THE REQUEST :: Repeat every line of the records below word for word, leaving out the pictures.

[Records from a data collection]
########################################
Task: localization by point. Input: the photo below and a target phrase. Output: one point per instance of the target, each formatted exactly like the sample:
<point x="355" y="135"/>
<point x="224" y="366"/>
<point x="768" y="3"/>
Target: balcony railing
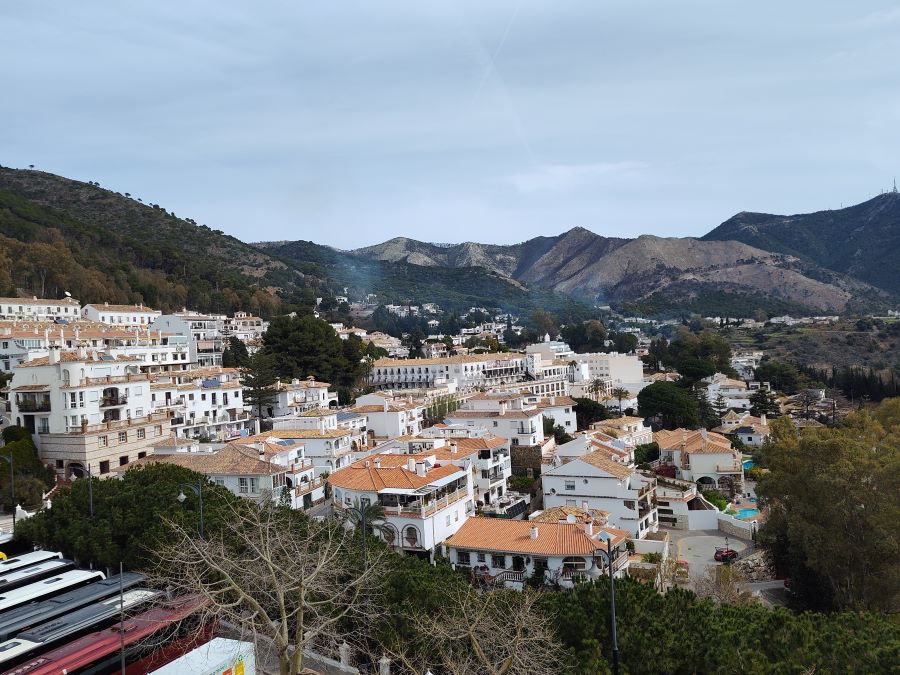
<point x="308" y="486"/>
<point x="26" y="406"/>
<point x="425" y="510"/>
########################################
ANSWER ::
Task: localization by point. Input: the photo below and a target phrase. Output: one point per instance of the target, each formatted exactly like the sample:
<point x="355" y="135"/>
<point x="224" y="366"/>
<point x="768" y="3"/>
Target: balcony railing
<point x="308" y="486"/>
<point x="26" y="406"/>
<point x="425" y="510"/>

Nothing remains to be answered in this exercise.